[Lines of data]
++++
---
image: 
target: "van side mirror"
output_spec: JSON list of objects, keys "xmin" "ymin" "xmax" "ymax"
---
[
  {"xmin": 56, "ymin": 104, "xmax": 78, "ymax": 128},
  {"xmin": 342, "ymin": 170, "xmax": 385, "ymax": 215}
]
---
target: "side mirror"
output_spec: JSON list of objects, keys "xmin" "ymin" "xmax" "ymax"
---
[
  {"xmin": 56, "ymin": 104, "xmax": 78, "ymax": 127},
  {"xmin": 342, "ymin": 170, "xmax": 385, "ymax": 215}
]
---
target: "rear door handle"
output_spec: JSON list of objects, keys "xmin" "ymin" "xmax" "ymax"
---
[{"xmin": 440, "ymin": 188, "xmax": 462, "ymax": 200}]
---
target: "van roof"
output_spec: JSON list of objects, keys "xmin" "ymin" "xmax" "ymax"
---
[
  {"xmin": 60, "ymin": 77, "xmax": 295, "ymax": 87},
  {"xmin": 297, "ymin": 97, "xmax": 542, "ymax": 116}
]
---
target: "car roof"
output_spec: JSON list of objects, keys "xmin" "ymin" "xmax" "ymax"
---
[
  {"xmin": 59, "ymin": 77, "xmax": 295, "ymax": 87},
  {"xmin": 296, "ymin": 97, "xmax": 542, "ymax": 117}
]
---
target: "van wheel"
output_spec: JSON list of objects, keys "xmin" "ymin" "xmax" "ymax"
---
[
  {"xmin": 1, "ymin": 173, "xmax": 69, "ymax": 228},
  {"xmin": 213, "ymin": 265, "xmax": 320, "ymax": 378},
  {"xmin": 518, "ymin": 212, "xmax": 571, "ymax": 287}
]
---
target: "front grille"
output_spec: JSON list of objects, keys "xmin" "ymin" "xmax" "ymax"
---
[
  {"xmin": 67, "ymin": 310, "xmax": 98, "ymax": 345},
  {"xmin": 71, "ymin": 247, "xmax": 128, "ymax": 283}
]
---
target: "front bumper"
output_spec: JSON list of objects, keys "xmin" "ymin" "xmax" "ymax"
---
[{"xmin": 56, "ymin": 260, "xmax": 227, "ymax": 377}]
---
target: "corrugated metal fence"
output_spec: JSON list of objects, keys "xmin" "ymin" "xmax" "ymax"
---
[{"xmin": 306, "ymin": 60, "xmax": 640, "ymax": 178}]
++++
▶ **Task objective**:
Pick out each line in the records above that contains the string "front", and copy it as it appears.

▶ **Correct output**:
target: "front grille"
target: "front bumper"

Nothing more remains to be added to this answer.